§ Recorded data
+---+

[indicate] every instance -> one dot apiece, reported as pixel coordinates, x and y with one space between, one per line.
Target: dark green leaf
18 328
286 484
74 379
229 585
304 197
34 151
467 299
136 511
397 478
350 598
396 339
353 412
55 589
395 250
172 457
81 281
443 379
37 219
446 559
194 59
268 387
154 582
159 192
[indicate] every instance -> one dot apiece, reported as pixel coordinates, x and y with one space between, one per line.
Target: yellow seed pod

+---+

§ WHAT IS REQUIRED
Duplicate the listing above line for line, without any change.

§ OUTPUT
[indicate] every instance -> one dot apiece, reported as pixel coordinates, x and y with one space between, one per line.
Target: dark green leaf
18 328
286 484
74 379
229 585
304 197
34 151
467 299
136 511
397 478
350 598
396 339
353 412
55 589
395 250
172 457
81 281
443 379
37 219
446 559
194 59
268 387
154 582
159 192
[indicate] every instance -> one dot apiece, reported as pixel coordinates, x and y with one space between, one per line.
Target: yellow seed pod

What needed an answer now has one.